Rewrite these lines as a JSON list of strings, with one string per line and blank lines omitted.

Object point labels
########
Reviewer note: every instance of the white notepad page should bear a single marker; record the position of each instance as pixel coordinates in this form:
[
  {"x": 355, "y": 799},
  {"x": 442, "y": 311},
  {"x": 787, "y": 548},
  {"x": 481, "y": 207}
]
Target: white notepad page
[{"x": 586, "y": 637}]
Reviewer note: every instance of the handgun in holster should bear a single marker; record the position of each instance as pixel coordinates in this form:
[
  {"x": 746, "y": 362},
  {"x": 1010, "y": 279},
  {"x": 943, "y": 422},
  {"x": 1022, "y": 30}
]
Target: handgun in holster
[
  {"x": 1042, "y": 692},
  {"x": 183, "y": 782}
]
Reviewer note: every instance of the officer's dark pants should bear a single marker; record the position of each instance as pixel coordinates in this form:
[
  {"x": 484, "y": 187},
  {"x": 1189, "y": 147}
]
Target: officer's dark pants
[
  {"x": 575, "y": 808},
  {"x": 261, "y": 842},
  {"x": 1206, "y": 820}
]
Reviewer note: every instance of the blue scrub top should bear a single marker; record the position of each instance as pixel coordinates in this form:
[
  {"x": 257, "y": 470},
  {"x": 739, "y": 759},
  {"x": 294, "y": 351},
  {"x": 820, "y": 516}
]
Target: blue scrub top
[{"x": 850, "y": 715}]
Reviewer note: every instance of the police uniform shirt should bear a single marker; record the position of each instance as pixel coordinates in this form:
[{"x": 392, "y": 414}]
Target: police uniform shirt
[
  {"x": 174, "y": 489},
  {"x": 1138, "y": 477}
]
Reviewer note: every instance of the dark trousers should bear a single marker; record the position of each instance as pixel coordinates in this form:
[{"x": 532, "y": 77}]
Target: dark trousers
########
TASK OUTPUT –
[
  "Reviewer note: every instance of the white notepad page should bear a single marker; record the position of each instance as pixel coordinates in this form:",
  "[",
  "  {\"x\": 355, \"y\": 799},",
  "  {\"x\": 442, \"y\": 311},",
  "  {\"x\": 787, \"y\": 548},",
  "  {\"x\": 481, \"y\": 207}",
  "]",
  "Target: white notepad page",
  "[{\"x\": 586, \"y\": 637}]",
  "Reviewer note: every instance of the handgun in holster should bear a single marker; record the position of each instance as pixel coordinates in this form:",
  "[",
  "  {\"x\": 746, \"y\": 362},",
  "  {\"x\": 1010, \"y\": 279},",
  "  {\"x\": 943, \"y\": 422},",
  "  {\"x\": 1022, \"y\": 30}",
  "]",
  "Target: handgun in holster",
  "[",
  "  {\"x\": 1042, \"y\": 692},",
  "  {\"x\": 183, \"y\": 782}",
  "]",
  "Reviewer note: every instance of the officer's dark pants should bear a single marker; record the position of each instance as pixel coordinates in this form:",
  "[",
  "  {\"x\": 484, \"y\": 187},",
  "  {\"x\": 1189, \"y\": 147}",
  "]",
  "Target: officer's dark pants",
  "[",
  "  {\"x\": 575, \"y\": 808},",
  "  {\"x\": 261, \"y\": 842},",
  "  {\"x\": 1206, \"y\": 820}",
  "]",
  "Reviewer note: every instance of the blue scrub top should bear a single marker; record the position of each instance as pixel coordinates in this form:",
  "[",
  "  {\"x\": 257, \"y\": 470},",
  "  {\"x\": 739, \"y\": 759},",
  "  {\"x\": 294, \"y\": 351},",
  "  {\"x\": 820, \"y\": 516}",
  "]",
  "Target: blue scrub top",
  "[{\"x\": 850, \"y\": 715}]",
  "Reviewer note: every instance of the police uniform shirt should bear a single marker; record the position of each instance as pixel coordinates in this form:",
  "[{\"x\": 392, \"y\": 414}]",
  "Target: police uniform shirt",
  "[",
  "  {\"x\": 174, \"y\": 489},",
  "  {\"x\": 1138, \"y\": 477}",
  "]",
  "Reviewer note: every instance of the dark trousers should bear a single marker; record the position of each instance as pixel coordinates in this form:",
  "[{\"x\": 532, \"y\": 77}]",
  "Target: dark trousers"
]